Short problem:
Please copy the listing below word for word, starting at its first line and ending at the line containing "column 86, row 81". Include both of those lines.

***** Source data *****

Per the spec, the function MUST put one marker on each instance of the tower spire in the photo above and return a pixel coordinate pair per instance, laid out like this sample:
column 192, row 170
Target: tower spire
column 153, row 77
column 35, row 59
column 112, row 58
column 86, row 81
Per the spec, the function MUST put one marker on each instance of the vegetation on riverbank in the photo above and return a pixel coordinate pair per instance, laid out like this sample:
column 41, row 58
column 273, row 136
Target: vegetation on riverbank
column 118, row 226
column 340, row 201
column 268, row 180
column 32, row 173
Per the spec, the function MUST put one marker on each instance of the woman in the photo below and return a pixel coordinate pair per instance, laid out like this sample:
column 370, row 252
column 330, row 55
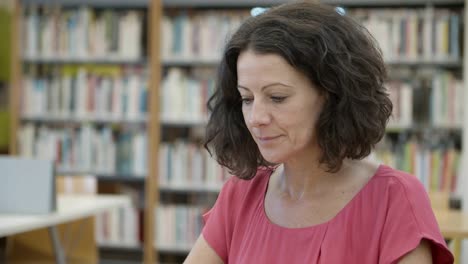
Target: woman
column 299, row 104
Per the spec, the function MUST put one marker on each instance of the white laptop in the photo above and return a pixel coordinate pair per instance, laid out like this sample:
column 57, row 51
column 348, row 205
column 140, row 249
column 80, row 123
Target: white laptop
column 27, row 186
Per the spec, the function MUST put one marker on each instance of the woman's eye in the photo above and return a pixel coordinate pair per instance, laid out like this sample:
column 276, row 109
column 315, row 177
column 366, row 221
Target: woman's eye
column 246, row 100
column 278, row 99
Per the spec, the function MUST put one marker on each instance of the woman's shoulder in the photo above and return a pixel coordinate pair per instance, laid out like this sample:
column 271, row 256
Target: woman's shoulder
column 397, row 187
column 242, row 187
column 389, row 177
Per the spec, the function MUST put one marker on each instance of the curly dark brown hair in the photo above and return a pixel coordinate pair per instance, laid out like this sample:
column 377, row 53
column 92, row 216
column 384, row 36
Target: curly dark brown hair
column 341, row 59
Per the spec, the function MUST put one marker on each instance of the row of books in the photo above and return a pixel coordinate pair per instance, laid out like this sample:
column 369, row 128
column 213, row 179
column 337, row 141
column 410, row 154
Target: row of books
column 200, row 34
column 437, row 100
column 85, row 91
column 118, row 227
column 50, row 32
column 414, row 34
column 178, row 226
column 435, row 165
column 189, row 164
column 184, row 94
column 87, row 149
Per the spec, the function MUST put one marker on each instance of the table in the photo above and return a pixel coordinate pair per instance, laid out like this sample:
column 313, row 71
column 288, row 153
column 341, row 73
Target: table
column 69, row 208
column 453, row 225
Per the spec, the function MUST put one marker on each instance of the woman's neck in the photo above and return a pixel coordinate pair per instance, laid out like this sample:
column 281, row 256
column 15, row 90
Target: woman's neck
column 298, row 181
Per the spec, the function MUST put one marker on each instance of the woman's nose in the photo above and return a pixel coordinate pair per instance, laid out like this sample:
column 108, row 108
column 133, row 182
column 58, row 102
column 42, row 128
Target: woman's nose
column 258, row 114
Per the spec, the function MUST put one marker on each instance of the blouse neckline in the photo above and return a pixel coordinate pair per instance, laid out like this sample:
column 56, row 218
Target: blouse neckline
column 316, row 226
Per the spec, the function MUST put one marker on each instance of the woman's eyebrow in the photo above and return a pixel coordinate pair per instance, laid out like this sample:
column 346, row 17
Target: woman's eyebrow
column 264, row 87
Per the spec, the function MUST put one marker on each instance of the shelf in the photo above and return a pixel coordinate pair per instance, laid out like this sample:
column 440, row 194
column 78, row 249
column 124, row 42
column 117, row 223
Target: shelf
column 181, row 62
column 61, row 120
column 140, row 179
column 446, row 63
column 191, row 188
column 123, row 247
column 400, row 128
column 183, row 122
column 220, row 3
column 392, row 3
column 93, row 3
column 230, row 3
column 108, row 60
column 75, row 120
column 101, row 175
column 179, row 249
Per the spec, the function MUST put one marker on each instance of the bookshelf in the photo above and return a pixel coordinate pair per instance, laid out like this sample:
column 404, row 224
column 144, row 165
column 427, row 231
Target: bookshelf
column 37, row 66
column 161, row 128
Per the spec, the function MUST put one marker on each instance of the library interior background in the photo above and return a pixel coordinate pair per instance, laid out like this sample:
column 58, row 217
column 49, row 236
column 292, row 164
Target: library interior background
column 114, row 93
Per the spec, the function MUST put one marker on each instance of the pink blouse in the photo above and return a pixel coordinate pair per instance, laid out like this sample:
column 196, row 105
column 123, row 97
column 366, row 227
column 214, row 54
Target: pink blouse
column 384, row 221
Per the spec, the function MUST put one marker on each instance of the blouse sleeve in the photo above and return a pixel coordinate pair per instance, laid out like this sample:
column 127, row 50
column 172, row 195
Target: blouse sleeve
column 409, row 220
column 219, row 221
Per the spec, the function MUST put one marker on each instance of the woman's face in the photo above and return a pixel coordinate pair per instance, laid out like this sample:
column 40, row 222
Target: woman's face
column 280, row 106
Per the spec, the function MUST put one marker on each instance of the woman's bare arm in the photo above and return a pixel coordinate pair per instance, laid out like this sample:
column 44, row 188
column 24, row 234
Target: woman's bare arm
column 202, row 253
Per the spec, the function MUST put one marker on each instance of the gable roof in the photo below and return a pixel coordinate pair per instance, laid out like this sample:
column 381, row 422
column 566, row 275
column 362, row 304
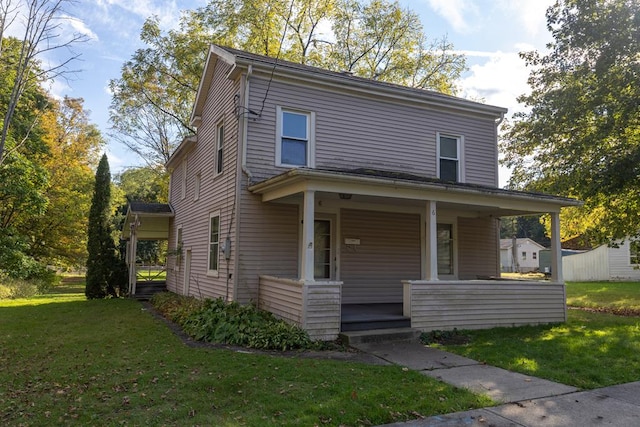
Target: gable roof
column 305, row 74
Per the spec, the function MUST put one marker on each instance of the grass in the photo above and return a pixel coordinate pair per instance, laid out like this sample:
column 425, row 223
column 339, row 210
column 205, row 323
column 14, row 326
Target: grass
column 611, row 295
column 66, row 360
column 150, row 275
column 591, row 350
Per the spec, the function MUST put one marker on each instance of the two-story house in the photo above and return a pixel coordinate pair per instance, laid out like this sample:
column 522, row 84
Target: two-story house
column 317, row 194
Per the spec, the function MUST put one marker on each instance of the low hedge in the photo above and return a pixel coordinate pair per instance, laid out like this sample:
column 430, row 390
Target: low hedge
column 218, row 321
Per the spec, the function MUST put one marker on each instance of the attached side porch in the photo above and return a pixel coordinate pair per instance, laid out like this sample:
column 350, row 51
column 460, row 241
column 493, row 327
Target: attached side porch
column 407, row 248
column 145, row 221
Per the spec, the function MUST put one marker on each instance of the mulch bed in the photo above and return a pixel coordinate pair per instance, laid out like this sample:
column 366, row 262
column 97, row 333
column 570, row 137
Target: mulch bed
column 349, row 354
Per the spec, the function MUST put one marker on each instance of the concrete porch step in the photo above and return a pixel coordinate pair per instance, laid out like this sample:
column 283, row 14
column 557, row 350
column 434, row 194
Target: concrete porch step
column 380, row 335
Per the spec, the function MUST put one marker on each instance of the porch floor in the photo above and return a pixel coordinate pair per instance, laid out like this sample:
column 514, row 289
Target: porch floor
column 359, row 317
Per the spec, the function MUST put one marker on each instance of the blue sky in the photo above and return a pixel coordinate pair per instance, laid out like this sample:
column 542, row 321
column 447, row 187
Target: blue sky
column 489, row 32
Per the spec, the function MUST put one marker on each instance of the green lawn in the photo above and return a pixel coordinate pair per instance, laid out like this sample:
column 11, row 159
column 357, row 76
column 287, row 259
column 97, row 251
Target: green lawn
column 66, row 360
column 613, row 295
column 591, row 350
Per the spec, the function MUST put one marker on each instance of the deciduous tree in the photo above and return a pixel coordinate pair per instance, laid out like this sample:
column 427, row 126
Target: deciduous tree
column 580, row 135
column 374, row 39
column 41, row 21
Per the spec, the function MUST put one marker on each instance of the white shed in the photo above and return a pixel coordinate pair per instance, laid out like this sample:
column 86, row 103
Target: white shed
column 527, row 258
column 603, row 263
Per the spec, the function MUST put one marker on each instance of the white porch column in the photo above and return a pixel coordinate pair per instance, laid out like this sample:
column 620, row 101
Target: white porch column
column 556, row 249
column 306, row 251
column 431, row 240
column 132, row 247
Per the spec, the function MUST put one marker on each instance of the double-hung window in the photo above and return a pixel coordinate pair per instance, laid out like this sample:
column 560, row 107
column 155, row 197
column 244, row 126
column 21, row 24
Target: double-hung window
column 214, row 242
column 294, row 134
column 450, row 158
column 219, row 147
column 634, row 252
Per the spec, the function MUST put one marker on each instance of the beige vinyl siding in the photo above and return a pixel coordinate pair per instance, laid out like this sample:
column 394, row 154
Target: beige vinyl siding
column 484, row 304
column 217, row 194
column 478, row 248
column 354, row 131
column 389, row 252
column 282, row 297
column 269, row 239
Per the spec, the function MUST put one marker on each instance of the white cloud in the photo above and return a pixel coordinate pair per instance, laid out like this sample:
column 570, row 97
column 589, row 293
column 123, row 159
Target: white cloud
column 499, row 80
column 78, row 26
column 168, row 12
column 531, row 14
column 454, row 12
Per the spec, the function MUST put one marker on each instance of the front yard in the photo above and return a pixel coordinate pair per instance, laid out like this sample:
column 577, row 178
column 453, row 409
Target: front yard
column 66, row 360
column 593, row 349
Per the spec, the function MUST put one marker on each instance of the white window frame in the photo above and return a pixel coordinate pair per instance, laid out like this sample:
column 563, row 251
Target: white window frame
column 454, row 248
column 311, row 125
column 184, row 179
column 460, row 151
column 219, row 153
column 211, row 272
column 634, row 252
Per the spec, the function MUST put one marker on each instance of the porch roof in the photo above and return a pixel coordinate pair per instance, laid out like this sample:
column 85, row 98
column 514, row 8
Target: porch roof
column 370, row 185
column 150, row 221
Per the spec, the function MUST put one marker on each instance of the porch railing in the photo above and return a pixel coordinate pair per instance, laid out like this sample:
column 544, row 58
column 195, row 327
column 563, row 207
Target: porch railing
column 479, row 304
column 312, row 305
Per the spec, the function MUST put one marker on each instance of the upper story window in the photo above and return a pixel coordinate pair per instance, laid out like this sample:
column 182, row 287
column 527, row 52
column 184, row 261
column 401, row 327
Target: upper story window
column 214, row 242
column 450, row 167
column 178, row 247
column 634, row 252
column 219, row 147
column 184, row 179
column 295, row 140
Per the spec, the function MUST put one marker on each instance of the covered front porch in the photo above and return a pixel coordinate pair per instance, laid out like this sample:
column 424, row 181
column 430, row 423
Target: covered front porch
column 427, row 247
column 145, row 221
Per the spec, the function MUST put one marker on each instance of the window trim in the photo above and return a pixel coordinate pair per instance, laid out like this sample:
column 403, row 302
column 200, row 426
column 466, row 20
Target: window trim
column 311, row 125
column 460, row 151
column 634, row 252
column 213, row 273
column 219, row 152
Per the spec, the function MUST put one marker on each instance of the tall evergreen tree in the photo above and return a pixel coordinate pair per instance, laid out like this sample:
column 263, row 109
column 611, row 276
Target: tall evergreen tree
column 102, row 258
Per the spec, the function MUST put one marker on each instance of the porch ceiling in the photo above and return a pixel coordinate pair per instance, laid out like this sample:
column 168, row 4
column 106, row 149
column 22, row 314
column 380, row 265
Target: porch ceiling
column 150, row 220
column 380, row 187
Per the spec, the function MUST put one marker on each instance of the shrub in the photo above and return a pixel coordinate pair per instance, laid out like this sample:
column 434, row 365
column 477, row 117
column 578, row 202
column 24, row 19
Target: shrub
column 216, row 321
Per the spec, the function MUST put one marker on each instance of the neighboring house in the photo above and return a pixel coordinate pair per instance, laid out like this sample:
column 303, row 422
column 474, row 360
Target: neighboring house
column 527, row 257
column 620, row 262
column 315, row 193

*****

Answer in full:
Per the spec, the function MUST put one marker on each instance of the tower spire in the photo above and return a pixel coordinate pair per instance, laid out like this sample:
column 192, row 170
Target: tower spire
column 153, row 77
column 35, row 59
column 112, row 58
column 86, row 81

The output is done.